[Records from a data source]
>>>

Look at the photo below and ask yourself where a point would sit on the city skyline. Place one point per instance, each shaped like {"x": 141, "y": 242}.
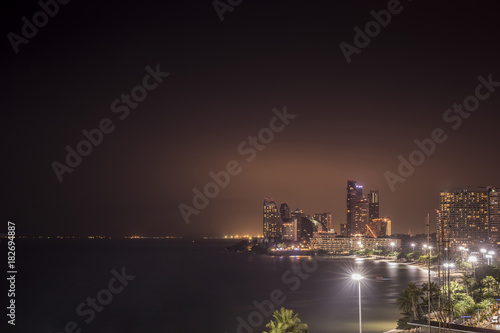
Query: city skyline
{"x": 205, "y": 92}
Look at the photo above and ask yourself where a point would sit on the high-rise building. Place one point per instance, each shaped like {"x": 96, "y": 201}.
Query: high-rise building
{"x": 354, "y": 193}
{"x": 284, "y": 212}
{"x": 373, "y": 205}
{"x": 343, "y": 229}
{"x": 380, "y": 227}
{"x": 360, "y": 217}
{"x": 494, "y": 215}
{"x": 464, "y": 216}
{"x": 326, "y": 219}
{"x": 298, "y": 214}
{"x": 271, "y": 220}
{"x": 290, "y": 230}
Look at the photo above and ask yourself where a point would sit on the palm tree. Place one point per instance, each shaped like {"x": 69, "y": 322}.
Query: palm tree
{"x": 409, "y": 298}
{"x": 286, "y": 322}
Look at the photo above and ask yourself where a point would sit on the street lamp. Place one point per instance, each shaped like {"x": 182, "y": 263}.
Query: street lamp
{"x": 358, "y": 277}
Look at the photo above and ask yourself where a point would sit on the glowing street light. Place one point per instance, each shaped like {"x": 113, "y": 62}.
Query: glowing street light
{"x": 358, "y": 277}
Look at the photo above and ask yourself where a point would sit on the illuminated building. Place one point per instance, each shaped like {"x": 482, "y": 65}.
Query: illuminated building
{"x": 326, "y": 219}
{"x": 298, "y": 214}
{"x": 311, "y": 227}
{"x": 343, "y": 229}
{"x": 284, "y": 212}
{"x": 290, "y": 229}
{"x": 360, "y": 217}
{"x": 341, "y": 245}
{"x": 494, "y": 215}
{"x": 354, "y": 195}
{"x": 379, "y": 227}
{"x": 469, "y": 216}
{"x": 271, "y": 220}
{"x": 373, "y": 205}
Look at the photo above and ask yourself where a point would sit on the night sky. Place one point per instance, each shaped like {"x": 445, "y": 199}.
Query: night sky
{"x": 225, "y": 78}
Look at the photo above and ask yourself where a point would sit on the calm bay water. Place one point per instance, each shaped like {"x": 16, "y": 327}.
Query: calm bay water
{"x": 182, "y": 286}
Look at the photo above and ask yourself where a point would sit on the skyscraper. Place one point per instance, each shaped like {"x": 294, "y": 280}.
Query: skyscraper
{"x": 494, "y": 215}
{"x": 284, "y": 212}
{"x": 373, "y": 205}
{"x": 379, "y": 227}
{"x": 360, "y": 217}
{"x": 326, "y": 219}
{"x": 354, "y": 193}
{"x": 298, "y": 214}
{"x": 468, "y": 216}
{"x": 271, "y": 219}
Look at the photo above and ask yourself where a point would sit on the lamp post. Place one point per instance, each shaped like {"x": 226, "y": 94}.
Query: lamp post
{"x": 358, "y": 277}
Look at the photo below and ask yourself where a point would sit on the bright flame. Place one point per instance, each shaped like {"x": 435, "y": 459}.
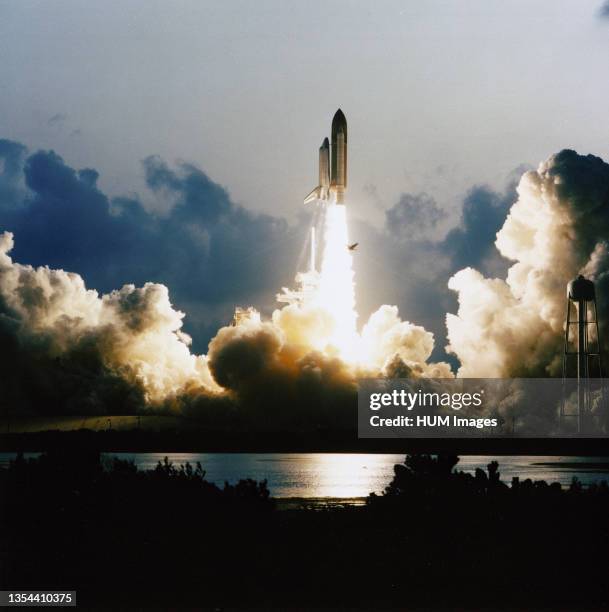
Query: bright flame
{"x": 336, "y": 292}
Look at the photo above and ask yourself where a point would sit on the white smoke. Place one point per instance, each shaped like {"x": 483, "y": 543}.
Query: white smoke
{"x": 556, "y": 229}
{"x": 133, "y": 333}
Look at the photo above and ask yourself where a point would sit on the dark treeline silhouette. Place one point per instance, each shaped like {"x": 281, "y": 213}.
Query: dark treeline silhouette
{"x": 435, "y": 537}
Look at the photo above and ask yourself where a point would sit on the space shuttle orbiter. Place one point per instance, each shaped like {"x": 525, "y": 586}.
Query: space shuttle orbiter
{"x": 332, "y": 164}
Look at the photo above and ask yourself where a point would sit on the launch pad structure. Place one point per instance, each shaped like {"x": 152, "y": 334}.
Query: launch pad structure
{"x": 582, "y": 353}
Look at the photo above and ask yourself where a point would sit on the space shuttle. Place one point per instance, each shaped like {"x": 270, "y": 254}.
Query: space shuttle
{"x": 332, "y": 164}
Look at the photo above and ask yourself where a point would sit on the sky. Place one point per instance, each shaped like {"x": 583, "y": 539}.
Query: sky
{"x": 200, "y": 123}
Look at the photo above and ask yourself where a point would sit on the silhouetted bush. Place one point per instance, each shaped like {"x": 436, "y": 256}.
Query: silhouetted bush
{"x": 168, "y": 537}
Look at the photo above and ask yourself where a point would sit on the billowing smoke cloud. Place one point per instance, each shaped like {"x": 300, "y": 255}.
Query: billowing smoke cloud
{"x": 209, "y": 251}
{"x": 67, "y": 349}
{"x": 557, "y": 228}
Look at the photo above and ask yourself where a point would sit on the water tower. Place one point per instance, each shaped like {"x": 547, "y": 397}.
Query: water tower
{"x": 582, "y": 353}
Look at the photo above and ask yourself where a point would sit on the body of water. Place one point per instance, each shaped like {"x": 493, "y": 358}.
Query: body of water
{"x": 342, "y": 475}
{"x": 357, "y": 475}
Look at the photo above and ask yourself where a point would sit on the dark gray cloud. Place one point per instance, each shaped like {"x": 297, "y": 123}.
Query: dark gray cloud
{"x": 57, "y": 119}
{"x": 212, "y": 253}
{"x": 414, "y": 217}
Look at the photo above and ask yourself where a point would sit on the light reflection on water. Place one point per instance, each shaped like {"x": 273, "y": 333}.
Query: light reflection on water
{"x": 352, "y": 475}
{"x": 356, "y": 475}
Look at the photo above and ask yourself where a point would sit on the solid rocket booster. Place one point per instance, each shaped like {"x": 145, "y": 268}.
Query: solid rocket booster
{"x": 332, "y": 164}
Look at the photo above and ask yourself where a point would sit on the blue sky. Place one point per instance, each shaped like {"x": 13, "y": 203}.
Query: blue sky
{"x": 442, "y": 98}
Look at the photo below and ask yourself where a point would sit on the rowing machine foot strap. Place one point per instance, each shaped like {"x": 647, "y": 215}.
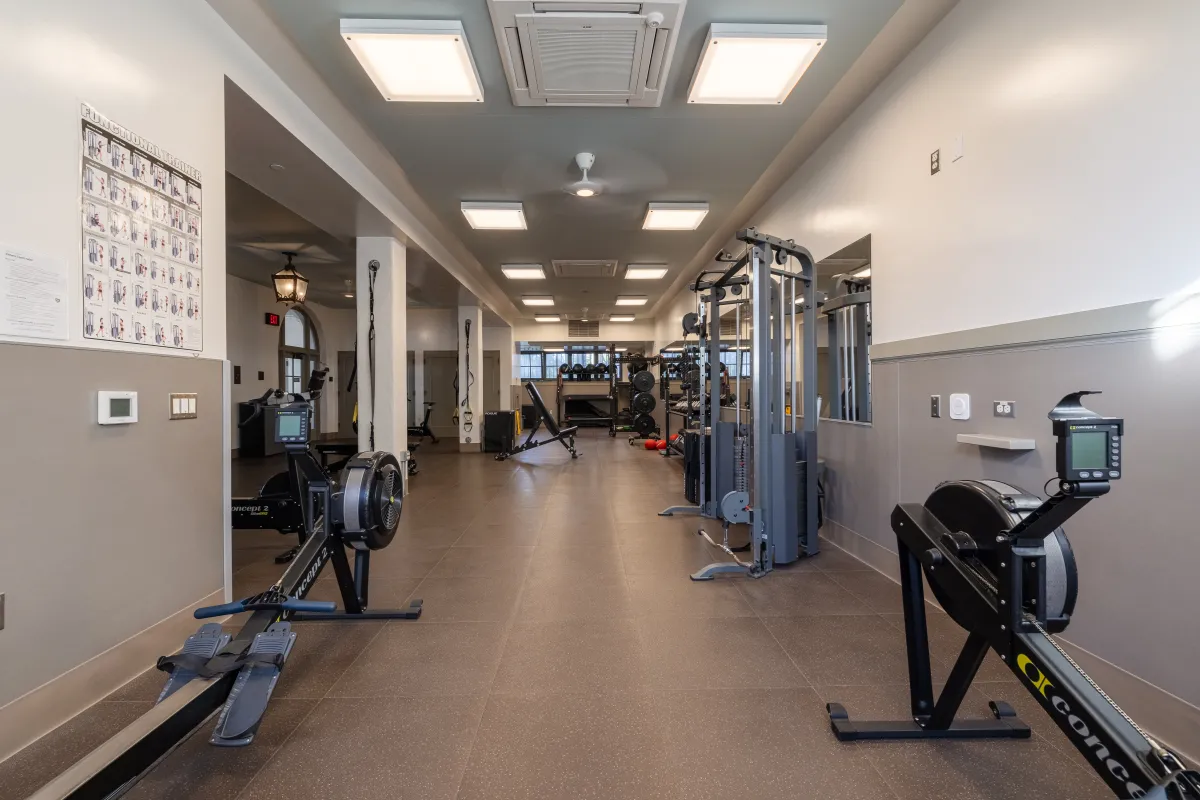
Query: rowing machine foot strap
{"x": 252, "y": 689}
{"x": 187, "y": 662}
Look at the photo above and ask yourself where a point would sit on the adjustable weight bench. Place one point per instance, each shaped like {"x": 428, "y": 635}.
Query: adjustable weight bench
{"x": 564, "y": 435}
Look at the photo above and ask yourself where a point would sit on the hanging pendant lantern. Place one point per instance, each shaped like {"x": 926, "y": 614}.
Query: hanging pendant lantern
{"x": 291, "y": 287}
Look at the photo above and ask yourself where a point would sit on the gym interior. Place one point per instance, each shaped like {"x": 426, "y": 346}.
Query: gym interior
{"x": 655, "y": 398}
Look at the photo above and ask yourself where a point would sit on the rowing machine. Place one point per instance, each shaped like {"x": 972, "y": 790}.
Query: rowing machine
{"x": 1001, "y": 566}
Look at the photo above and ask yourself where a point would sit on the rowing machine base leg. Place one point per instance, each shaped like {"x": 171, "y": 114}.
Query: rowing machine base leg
{"x": 287, "y": 555}
{"x": 412, "y": 612}
{"x": 1005, "y": 726}
{"x": 720, "y": 567}
{"x": 688, "y": 511}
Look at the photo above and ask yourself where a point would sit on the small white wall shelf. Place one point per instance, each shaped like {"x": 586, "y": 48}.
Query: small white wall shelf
{"x": 1000, "y": 443}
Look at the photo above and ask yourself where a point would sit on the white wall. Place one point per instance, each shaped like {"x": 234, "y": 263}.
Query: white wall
{"x": 1079, "y": 167}
{"x": 432, "y": 329}
{"x": 635, "y": 331}
{"x": 253, "y": 346}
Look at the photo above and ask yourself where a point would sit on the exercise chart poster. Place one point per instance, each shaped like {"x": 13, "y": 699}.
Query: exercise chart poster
{"x": 142, "y": 223}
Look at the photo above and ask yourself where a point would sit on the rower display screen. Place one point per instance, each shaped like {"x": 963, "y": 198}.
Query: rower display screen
{"x": 292, "y": 426}
{"x": 1090, "y": 450}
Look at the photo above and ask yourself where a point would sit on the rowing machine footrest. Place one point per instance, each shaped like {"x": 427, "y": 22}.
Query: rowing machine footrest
{"x": 252, "y": 689}
{"x": 187, "y": 663}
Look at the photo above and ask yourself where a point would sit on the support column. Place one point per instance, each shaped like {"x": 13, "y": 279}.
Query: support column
{"x": 471, "y": 386}
{"x": 389, "y": 409}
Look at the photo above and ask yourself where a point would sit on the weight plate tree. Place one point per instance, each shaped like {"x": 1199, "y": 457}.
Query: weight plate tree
{"x": 643, "y": 403}
{"x": 642, "y": 382}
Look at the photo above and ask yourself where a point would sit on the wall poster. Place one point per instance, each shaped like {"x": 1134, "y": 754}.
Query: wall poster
{"x": 142, "y": 222}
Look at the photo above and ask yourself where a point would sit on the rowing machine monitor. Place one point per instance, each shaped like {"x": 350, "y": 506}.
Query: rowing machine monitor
{"x": 292, "y": 427}
{"x": 1089, "y": 444}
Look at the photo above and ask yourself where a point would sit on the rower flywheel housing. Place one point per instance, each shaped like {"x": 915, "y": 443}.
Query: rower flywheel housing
{"x": 371, "y": 499}
{"x": 984, "y": 510}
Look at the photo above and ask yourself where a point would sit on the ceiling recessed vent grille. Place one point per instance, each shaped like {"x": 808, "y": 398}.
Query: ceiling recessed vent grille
{"x": 585, "y": 269}
{"x": 580, "y": 329}
{"x": 591, "y": 53}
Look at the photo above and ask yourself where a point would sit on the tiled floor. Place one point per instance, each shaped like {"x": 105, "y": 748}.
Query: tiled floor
{"x": 564, "y": 654}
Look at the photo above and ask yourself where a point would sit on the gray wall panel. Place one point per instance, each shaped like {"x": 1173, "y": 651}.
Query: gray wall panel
{"x": 107, "y": 530}
{"x": 1138, "y": 548}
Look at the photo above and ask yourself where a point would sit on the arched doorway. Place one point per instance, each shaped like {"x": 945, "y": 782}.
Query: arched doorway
{"x": 299, "y": 354}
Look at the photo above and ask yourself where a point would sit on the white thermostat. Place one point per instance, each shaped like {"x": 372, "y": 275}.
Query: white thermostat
{"x": 117, "y": 408}
{"x": 960, "y": 407}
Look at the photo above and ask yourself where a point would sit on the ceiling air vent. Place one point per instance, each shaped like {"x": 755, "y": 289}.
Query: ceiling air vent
{"x": 585, "y": 269}
{"x": 598, "y": 53}
{"x": 582, "y": 329}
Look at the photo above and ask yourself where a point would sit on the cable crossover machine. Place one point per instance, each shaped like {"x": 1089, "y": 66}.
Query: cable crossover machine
{"x": 762, "y": 473}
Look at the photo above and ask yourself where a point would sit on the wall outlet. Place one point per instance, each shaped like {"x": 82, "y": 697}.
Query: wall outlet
{"x": 183, "y": 405}
{"x": 960, "y": 407}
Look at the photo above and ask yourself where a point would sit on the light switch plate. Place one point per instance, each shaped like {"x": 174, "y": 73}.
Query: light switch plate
{"x": 960, "y": 407}
{"x": 183, "y": 405}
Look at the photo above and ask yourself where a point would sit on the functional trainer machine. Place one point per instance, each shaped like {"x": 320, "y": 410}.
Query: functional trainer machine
{"x": 1001, "y": 566}
{"x": 563, "y": 435}
{"x": 235, "y": 674}
{"x": 765, "y": 473}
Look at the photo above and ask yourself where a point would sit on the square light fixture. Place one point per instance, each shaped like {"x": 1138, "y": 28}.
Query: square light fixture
{"x": 675, "y": 216}
{"x": 754, "y": 65}
{"x": 645, "y": 272}
{"x": 415, "y": 60}
{"x": 523, "y": 271}
{"x": 495, "y": 216}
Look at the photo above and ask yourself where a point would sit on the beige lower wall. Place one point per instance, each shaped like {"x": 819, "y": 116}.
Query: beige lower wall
{"x": 108, "y": 529}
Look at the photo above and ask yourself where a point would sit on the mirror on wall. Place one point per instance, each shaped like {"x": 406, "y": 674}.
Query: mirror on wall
{"x": 844, "y": 340}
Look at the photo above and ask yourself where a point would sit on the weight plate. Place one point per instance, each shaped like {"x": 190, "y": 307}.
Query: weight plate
{"x": 642, "y": 382}
{"x": 643, "y": 423}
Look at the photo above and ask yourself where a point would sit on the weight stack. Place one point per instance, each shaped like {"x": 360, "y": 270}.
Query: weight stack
{"x": 498, "y": 427}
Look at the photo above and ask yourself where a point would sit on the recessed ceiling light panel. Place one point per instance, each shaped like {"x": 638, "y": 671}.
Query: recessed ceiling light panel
{"x": 629, "y": 300}
{"x": 495, "y": 216}
{"x": 415, "y": 60}
{"x": 748, "y": 65}
{"x": 675, "y": 216}
{"x": 523, "y": 271}
{"x": 645, "y": 272}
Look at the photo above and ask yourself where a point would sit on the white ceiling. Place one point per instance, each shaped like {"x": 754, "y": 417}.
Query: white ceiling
{"x": 497, "y": 151}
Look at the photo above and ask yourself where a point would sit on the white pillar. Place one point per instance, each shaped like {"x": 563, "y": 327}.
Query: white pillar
{"x": 471, "y": 388}
{"x": 389, "y": 382}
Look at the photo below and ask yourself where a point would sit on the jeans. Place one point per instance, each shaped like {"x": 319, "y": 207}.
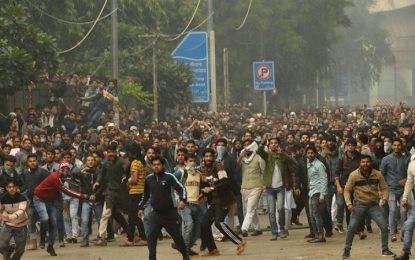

<<<

Exercise task
Which lines in the records contain the word "rocket", with case counting? Report each such line in full.

Answer to this task
Look at the photo above and ask yourself where a point would sit on the solid rocket booster. Place one point per instance, each shaped like {"x": 145, "y": 268}.
Query: solid rocket booster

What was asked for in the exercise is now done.